→ Task directions
Repeat each entry word for word. Leave any images out of the copy.

* START Data for this exercise *

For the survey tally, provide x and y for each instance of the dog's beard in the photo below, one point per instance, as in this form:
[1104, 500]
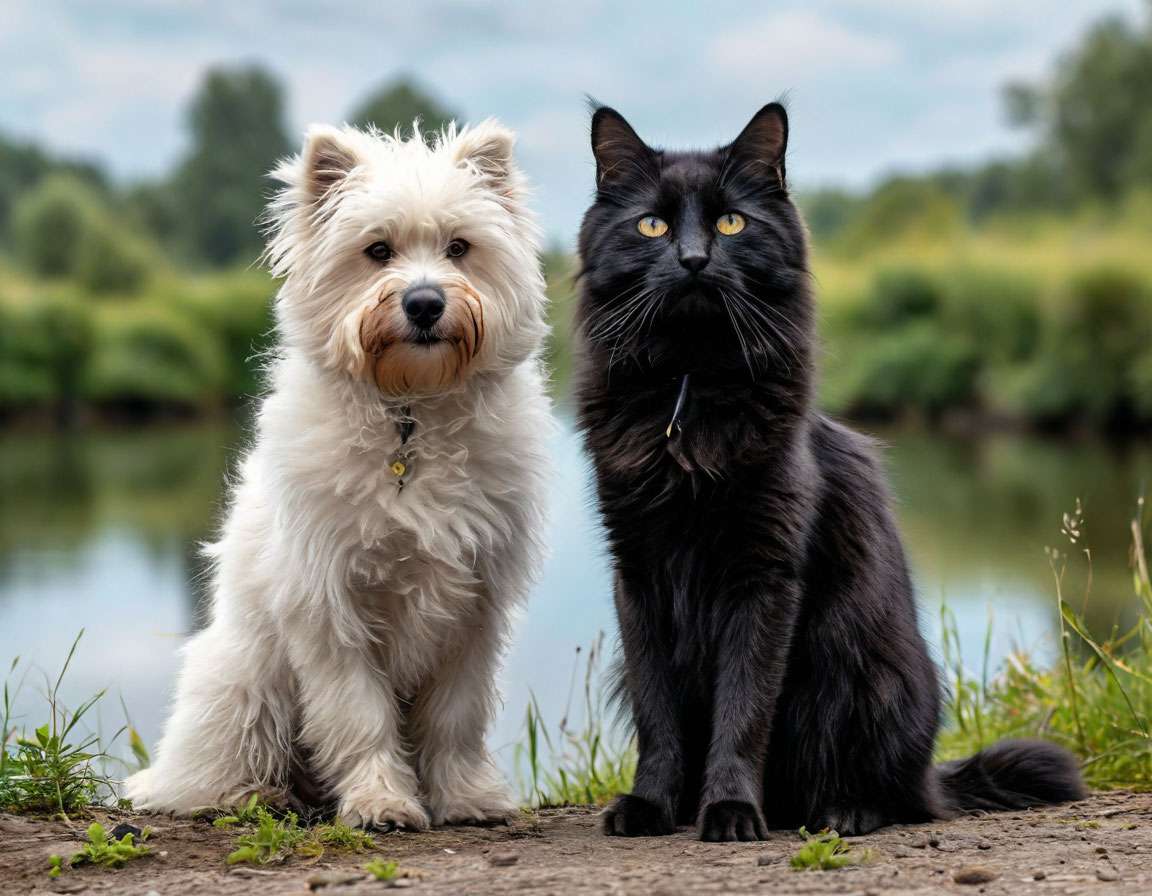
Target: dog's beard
[403, 362]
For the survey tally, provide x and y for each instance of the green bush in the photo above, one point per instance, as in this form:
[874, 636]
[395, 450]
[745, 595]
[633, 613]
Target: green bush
[44, 347]
[237, 311]
[62, 230]
[1093, 349]
[917, 367]
[902, 295]
[998, 311]
[154, 355]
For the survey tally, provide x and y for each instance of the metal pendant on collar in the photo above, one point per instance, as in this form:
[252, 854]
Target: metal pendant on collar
[403, 462]
[674, 424]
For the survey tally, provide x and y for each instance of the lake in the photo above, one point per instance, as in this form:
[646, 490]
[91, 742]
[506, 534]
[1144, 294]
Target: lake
[98, 531]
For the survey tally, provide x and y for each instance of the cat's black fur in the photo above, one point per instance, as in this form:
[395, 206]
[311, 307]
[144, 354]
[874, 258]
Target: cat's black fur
[772, 660]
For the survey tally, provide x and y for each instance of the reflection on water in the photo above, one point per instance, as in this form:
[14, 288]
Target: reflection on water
[98, 531]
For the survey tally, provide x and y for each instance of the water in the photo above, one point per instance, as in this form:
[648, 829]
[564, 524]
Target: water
[98, 531]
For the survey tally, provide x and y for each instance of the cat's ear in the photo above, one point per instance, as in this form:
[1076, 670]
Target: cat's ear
[330, 156]
[763, 144]
[620, 153]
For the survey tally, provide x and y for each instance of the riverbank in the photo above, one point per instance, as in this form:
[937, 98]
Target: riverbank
[1100, 845]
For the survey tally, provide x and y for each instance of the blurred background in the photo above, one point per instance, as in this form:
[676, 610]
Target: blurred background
[977, 177]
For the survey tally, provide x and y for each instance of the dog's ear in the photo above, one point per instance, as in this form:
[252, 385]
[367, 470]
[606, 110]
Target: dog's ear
[328, 157]
[487, 147]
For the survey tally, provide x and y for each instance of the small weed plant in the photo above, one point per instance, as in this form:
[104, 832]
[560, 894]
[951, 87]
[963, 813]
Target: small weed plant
[581, 765]
[58, 768]
[826, 851]
[381, 870]
[103, 850]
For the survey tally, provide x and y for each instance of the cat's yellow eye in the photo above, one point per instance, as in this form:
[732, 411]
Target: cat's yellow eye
[652, 226]
[732, 224]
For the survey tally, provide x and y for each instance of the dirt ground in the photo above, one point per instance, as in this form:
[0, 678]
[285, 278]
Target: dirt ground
[1101, 845]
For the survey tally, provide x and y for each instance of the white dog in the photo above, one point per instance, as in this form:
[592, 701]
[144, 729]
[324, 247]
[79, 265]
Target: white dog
[387, 518]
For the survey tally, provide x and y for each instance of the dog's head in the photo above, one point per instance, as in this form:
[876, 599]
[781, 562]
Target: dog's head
[409, 264]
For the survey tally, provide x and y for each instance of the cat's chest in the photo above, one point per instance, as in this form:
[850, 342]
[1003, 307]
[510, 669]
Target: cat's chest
[671, 435]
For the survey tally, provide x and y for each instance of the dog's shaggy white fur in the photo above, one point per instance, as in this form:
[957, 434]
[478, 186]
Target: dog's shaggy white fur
[356, 627]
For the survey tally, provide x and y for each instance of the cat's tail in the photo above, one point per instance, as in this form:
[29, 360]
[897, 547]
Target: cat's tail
[1012, 774]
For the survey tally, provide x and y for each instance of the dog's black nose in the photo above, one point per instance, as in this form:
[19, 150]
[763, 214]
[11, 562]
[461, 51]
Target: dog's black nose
[423, 304]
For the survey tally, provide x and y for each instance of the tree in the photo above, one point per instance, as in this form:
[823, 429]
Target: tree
[1094, 115]
[398, 105]
[237, 123]
[24, 166]
[63, 229]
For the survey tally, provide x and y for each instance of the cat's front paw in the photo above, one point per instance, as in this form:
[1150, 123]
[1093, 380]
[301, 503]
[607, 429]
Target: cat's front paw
[629, 815]
[850, 821]
[730, 820]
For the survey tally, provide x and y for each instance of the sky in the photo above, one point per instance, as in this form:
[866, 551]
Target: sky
[872, 85]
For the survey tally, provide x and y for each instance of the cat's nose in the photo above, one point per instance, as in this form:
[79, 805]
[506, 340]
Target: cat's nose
[694, 260]
[423, 304]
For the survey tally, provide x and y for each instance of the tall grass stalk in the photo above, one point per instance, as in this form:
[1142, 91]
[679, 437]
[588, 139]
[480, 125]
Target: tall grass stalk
[58, 768]
[584, 764]
[1096, 699]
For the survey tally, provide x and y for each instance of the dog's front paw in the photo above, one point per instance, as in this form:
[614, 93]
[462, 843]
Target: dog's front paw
[629, 815]
[730, 820]
[483, 807]
[365, 809]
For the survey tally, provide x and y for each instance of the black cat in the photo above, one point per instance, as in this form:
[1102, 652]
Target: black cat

* END Data for this exercise *

→ Answer for the task
For the survey tally, provide x and y for each instance of the dog's beard in the photo below, one point per instance, as in this form:
[1104, 500]
Target: dog's beard
[403, 362]
For the survey tally, provide x and y for each instance of the green bush in the photo above, one point per instance, as in this form:
[874, 636]
[395, 450]
[745, 595]
[633, 613]
Target: green bush
[44, 347]
[237, 311]
[62, 230]
[1093, 349]
[917, 367]
[902, 295]
[998, 311]
[154, 355]
For the survey tally, provide x and y for each instance of the metal pendant on collar in the photo above, one point per instance, as in this form:
[252, 854]
Target: metal pendant on collar
[403, 462]
[674, 424]
For the survey tally, provide x and y for each instance of the lake in the photo above, one point per instance, as in this form:
[646, 490]
[91, 742]
[506, 534]
[1144, 294]
Target: lake
[98, 531]
For the survey tally, provide x and y for each instance of the cat's black fur in the photo above, one point per instance, as in this form:
[395, 206]
[311, 307]
[144, 354]
[874, 258]
Target: cat's black fur
[772, 660]
For the survey tally, provide x and y for each instance of the reflection on water in the photo above, one point per instance, as in this form:
[14, 288]
Target: reflection on water
[98, 531]
For the survey tally, provide x and y for each instance of the water in the photo above, one point per instance, as in this form:
[648, 829]
[564, 524]
Target: water
[98, 531]
For the survey tally, provide x and y for each instance of the cat's ear in the photo above, one point per instance, as in this form:
[1076, 670]
Target: cat's ear
[330, 156]
[763, 144]
[620, 153]
For the survey tally, provide x and y for each instance of the riverbank in the photo above, one point per instance, as in this form:
[937, 98]
Target: riverbank
[1100, 845]
For the survey tally, provide x and y for each instance of the blurred background in the photo above, one point per instance, as in this form:
[676, 610]
Target: blurred background
[977, 177]
For the survey tally, provide x and y for each instance of the dog's ear in the photo above, one point per instance, as in this form:
[252, 385]
[367, 470]
[606, 110]
Target: dog's ear
[328, 157]
[487, 147]
For the survey tally, provide x and y for each instance of the small weed plant in the photo above, one point per instance, as in this form:
[104, 832]
[560, 894]
[951, 87]
[963, 813]
Target: small weed plant
[581, 765]
[58, 768]
[826, 851]
[381, 870]
[103, 850]
For the survey tally, provide x and y for each instance of the cat's yellow eye in the photo above, one point per instance, as in this form:
[732, 411]
Target: cat's yellow eye
[652, 226]
[732, 224]
For the survey tally, provide x and y for each instance of the dirt ground in the photo above, one point per instance, as in this form:
[0, 678]
[285, 278]
Target: dirt ground
[1101, 845]
For the survey tally, provide x and y for each instance of the white dog in the photo above, one point per instance, as in this form:
[592, 701]
[144, 729]
[324, 247]
[79, 265]
Target: white dog
[387, 518]
For the survey tally, provide x and y for each instance of the dog's head in the photo above, one point per instance, as in this form:
[876, 599]
[781, 562]
Target: dog's head
[409, 264]
For the survey tally, provide x and y for each instance of the cat's chest in the photo above, one point per instance, as in this form:
[850, 342]
[1003, 307]
[510, 669]
Target: cat's chest
[671, 435]
For the survey tally, provide x and y for each instance of the dog's shaggy white fur in the photo above, one point per instance, as in this form:
[957, 434]
[478, 186]
Target: dog's shaggy white fur
[356, 627]
For the survey tally, provide x and y for each instance of the cat's tail in the photo above, one point per instance, as in this form:
[29, 360]
[897, 547]
Target: cat's tail
[1012, 774]
For the survey tally, provide x and y for each instance of the dog's black nose in the photo above, one point per instance, as in this form:
[19, 150]
[763, 214]
[11, 562]
[461, 51]
Target: dog's black nose
[423, 304]
For the survey tally, provide x and y for each instance of the tree in the photo above, one point per instance, as in this form:
[823, 429]
Target: tree
[1094, 115]
[398, 105]
[237, 123]
[24, 166]
[63, 229]
For the survey tally, provide x and y for each instance of the cat's front paw in the photo above, one point per instance, as in this form:
[1150, 123]
[1093, 380]
[301, 503]
[607, 429]
Target: cat's front paw
[629, 815]
[850, 821]
[730, 820]
For the survey tally, provide x and y for each instance of the sky in the photo above, one point per instance, as in this form:
[866, 551]
Target: sky
[872, 85]
For the survey tally, provide x and y for each instance of the cat's nose in the photo above, one point per instance, as in this form:
[79, 805]
[506, 340]
Target: cat's nose
[694, 260]
[423, 304]
For the survey tally, provide x and y for each instance of the tall grass stalk in the photo above, one point per instance, as in this form:
[1142, 91]
[679, 437]
[588, 139]
[480, 125]
Target: tall grass stalk
[58, 768]
[584, 764]
[1096, 699]
For the survey tally, provide x and y for each instance of the dog's front paw in the photo above, one point per instance, as in this form:
[614, 93]
[462, 843]
Target: dog's front paw
[629, 815]
[730, 820]
[483, 807]
[365, 809]
For the survey tally, provide x and y for each instance of the black cat in the photo above, one point per instance, as in this form:
[1102, 652]
Target: black cat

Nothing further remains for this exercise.